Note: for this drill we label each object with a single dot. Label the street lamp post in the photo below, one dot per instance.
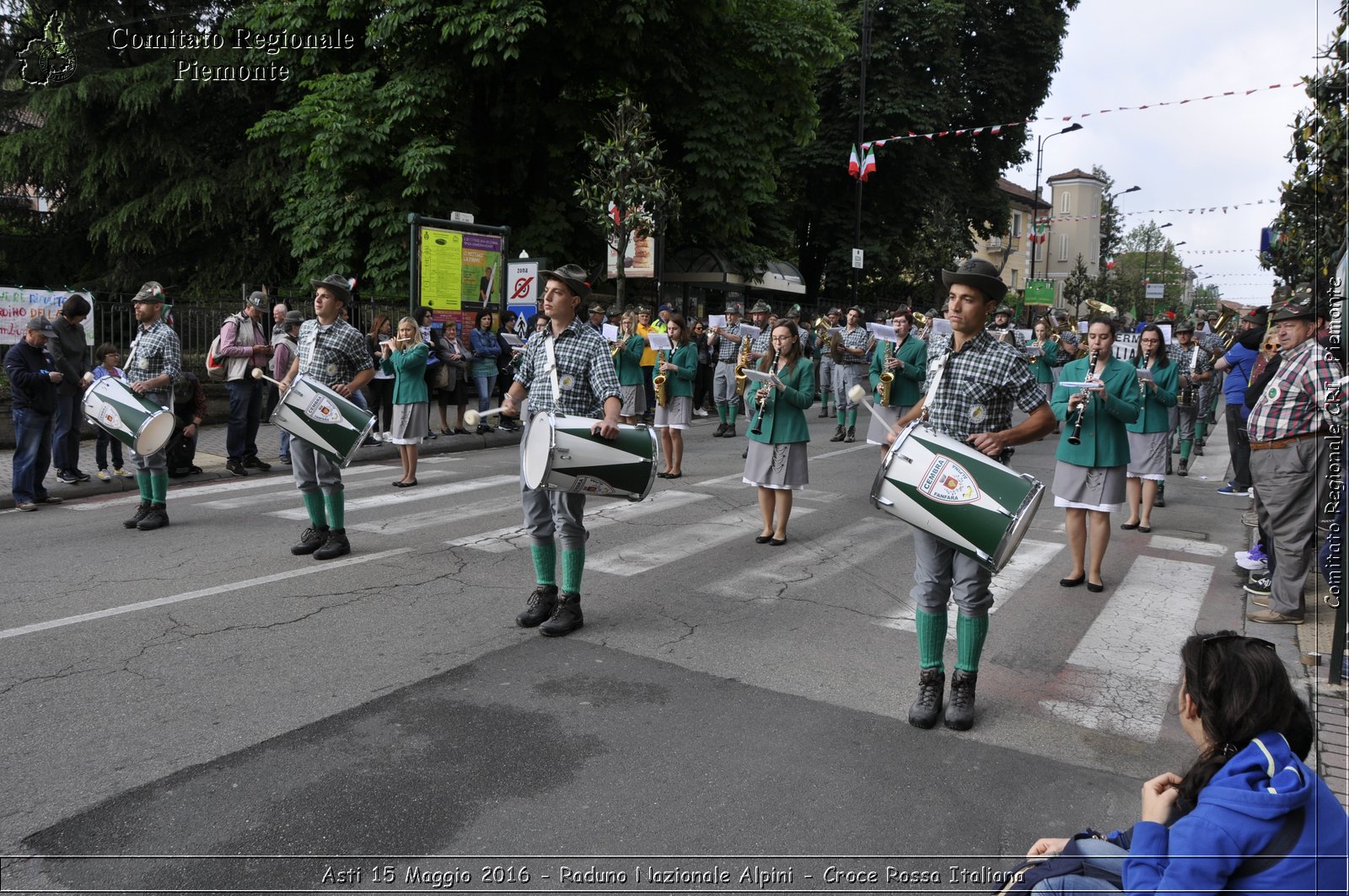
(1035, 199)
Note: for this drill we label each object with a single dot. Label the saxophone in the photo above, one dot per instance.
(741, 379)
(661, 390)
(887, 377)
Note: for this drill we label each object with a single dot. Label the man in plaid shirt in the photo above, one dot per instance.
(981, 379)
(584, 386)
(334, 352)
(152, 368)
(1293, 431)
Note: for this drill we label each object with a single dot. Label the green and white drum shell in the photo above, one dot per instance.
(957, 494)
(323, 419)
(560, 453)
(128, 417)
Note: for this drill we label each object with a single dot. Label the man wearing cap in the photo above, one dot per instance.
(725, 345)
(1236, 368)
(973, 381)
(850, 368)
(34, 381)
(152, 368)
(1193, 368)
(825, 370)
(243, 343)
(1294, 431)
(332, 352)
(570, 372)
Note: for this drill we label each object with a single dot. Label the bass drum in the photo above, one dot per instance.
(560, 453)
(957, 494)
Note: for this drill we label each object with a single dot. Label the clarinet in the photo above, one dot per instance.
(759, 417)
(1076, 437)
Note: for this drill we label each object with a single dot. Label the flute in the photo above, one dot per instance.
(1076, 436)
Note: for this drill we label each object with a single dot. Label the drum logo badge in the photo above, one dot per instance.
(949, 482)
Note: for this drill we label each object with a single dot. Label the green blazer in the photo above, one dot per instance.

- **Brief**
Extract, exactly as they appear, the lines from the one containing "Label the saxophone" through the final line.

- **Expected answer**
Note: for this drill we label each object with a single dot. Label the saxophone in the photo above, one dot per instance.
(741, 379)
(661, 390)
(887, 377)
Note: for this drill we label each object with a single dot. Label the man in plaid shirt in the photo above, one dot per instance.
(981, 379)
(584, 386)
(334, 352)
(152, 368)
(1293, 431)
Note: for this drill we label each object with a single dot. Label the green and white drum shell in the photo above, one dot per instance.
(957, 494)
(323, 419)
(560, 453)
(128, 417)
Note: for this drill we label each object with a single dot. Label the man wearing cap in the photo above, one dot per instance.
(725, 345)
(1236, 368)
(973, 381)
(850, 368)
(34, 381)
(152, 368)
(1193, 368)
(825, 370)
(243, 343)
(1294, 431)
(332, 352)
(570, 372)
Note: for this drill we label each object with a single dot. Label the bass drum in the photo above, one dot per instance.
(560, 453)
(957, 494)
Note: for this drill we label each object with a single dot. Label the clarinet in the photo above, one dot per instance.
(759, 417)
(1076, 437)
Note: for this drill we label each object with a single dot. Label the flute in the photo above, one dot per instance.
(1076, 436)
Note: for this drill we label each object with a single dot. Label the drum logo badge in the photo above, one dot per instance.
(949, 482)
Note: for this drill we label each object with a single dot. Label the green blazer in the photo above, one dot per instance.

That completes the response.